Task =>
Could you print exactly the lines of the listing below, starting at the line that has "long horizontal snow" and ending at the line that has "long lit building", and only those lines?

- - - - -

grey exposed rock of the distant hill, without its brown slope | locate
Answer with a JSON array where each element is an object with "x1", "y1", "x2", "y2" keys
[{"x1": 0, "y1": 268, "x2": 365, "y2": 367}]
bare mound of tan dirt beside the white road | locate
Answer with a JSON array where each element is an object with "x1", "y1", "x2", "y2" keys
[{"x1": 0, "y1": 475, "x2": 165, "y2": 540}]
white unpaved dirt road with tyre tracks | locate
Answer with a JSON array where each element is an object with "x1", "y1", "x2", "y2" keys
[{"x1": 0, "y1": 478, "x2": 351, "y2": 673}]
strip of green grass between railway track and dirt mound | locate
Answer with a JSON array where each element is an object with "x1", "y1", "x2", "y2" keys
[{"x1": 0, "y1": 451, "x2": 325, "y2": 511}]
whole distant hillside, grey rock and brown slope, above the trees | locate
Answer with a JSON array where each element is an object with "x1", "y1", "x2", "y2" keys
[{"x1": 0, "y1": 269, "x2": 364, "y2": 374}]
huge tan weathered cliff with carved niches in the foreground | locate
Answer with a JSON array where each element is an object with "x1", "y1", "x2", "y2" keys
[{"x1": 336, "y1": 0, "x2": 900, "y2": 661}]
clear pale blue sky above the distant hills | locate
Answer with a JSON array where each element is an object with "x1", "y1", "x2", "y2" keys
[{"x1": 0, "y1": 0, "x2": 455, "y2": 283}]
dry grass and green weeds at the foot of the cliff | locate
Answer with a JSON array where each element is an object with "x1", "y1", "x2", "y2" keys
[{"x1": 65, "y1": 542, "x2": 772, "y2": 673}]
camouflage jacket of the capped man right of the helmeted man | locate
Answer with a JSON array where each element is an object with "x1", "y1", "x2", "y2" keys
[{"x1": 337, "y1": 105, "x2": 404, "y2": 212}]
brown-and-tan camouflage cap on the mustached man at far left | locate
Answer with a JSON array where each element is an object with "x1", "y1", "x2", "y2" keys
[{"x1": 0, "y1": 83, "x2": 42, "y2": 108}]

- - - - -

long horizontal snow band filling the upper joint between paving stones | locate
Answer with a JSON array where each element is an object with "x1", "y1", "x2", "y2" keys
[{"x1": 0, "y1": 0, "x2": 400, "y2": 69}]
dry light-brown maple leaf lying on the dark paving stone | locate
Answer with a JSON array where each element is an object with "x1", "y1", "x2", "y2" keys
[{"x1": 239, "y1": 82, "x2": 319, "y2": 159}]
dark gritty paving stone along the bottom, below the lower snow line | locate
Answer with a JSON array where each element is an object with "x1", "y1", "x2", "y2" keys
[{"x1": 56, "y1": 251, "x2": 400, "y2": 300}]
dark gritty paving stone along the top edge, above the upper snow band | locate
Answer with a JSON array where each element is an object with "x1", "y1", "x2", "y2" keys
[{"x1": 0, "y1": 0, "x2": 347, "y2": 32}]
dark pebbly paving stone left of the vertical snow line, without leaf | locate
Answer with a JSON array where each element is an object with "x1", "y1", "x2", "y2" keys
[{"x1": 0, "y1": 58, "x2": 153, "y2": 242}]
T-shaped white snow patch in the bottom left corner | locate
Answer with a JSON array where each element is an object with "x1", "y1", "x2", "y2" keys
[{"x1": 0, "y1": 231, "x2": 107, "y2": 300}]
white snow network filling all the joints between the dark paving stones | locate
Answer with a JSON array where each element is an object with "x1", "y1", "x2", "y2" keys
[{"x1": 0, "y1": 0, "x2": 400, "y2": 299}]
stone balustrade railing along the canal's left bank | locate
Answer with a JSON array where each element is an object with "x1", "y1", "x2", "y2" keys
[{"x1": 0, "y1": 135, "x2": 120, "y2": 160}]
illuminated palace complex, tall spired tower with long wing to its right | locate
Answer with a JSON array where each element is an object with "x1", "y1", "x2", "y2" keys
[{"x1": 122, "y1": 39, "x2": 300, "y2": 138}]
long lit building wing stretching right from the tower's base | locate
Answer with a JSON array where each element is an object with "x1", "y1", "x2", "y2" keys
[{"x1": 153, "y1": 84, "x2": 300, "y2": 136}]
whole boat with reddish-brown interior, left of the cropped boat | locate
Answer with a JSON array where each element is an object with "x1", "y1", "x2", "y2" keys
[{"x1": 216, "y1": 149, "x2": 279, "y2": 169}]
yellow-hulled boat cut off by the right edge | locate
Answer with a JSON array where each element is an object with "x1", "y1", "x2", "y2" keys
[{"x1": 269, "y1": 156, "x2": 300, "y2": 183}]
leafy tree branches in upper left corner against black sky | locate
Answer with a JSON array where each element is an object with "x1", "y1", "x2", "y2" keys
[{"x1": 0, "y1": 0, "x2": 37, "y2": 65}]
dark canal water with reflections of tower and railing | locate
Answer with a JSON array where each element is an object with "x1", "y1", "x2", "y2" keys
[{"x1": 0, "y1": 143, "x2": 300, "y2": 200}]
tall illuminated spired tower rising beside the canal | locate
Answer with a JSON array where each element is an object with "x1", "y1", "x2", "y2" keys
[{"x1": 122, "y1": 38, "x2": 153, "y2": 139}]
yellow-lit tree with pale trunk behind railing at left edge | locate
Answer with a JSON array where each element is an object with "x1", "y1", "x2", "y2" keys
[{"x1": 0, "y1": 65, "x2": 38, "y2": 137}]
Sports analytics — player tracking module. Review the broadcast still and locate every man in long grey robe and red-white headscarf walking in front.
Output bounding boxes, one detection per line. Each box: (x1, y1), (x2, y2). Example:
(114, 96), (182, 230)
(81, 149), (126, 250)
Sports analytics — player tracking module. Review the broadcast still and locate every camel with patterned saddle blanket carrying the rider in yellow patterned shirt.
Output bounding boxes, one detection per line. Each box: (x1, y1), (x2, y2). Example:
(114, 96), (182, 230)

- - - - -

Exercise answer =>
long horizontal snow band filling the upper joint between paving stones | locate
Answer with a JSON array where each element is an object with "x1", "y1", "x2", "y2" keys
[{"x1": 0, "y1": 0, "x2": 400, "y2": 69}]
dry light-brown maple leaf lying on the dark paving stone | locate
Answer with a JSON array where each element is an object with "x1", "y1", "x2", "y2" keys
[{"x1": 239, "y1": 82, "x2": 319, "y2": 159}]
dark gritty paving stone along the bottom, below the lower snow line | locate
Answer with a JSON array where each element is an object with "x1", "y1", "x2", "y2" keys
[{"x1": 56, "y1": 251, "x2": 400, "y2": 300}]
dark gritty paving stone along the top edge, above the upper snow band | locate
Answer with a JSON array where each element is an object with "x1", "y1", "x2", "y2" keys
[{"x1": 0, "y1": 0, "x2": 347, "y2": 32}]
dark pebbly paving stone left of the vertical snow line, without leaf | locate
Answer with a JSON array where each element is an object with "x1", "y1", "x2", "y2" keys
[{"x1": 0, "y1": 58, "x2": 153, "y2": 242}]
T-shaped white snow patch in the bottom left corner | locate
Answer with a JSON array where each element is an object with "x1", "y1", "x2", "y2" keys
[{"x1": 0, "y1": 231, "x2": 107, "y2": 300}]
white snow network filling all the joints between the dark paving stones | locate
Answer with a JSON array where each element is an object with "x1", "y1", "x2", "y2" keys
[{"x1": 0, "y1": 0, "x2": 400, "y2": 299}]
stone balustrade railing along the canal's left bank | locate
Answer with a JSON array where each element is an object with "x1", "y1", "x2", "y2" keys
[{"x1": 0, "y1": 135, "x2": 120, "y2": 160}]
illuminated palace complex, tall spired tower with long wing to its right | locate
Answer with a JSON array where each element is an object with "x1", "y1", "x2", "y2" keys
[{"x1": 122, "y1": 39, "x2": 300, "y2": 138}]
long lit building wing stretching right from the tower's base | locate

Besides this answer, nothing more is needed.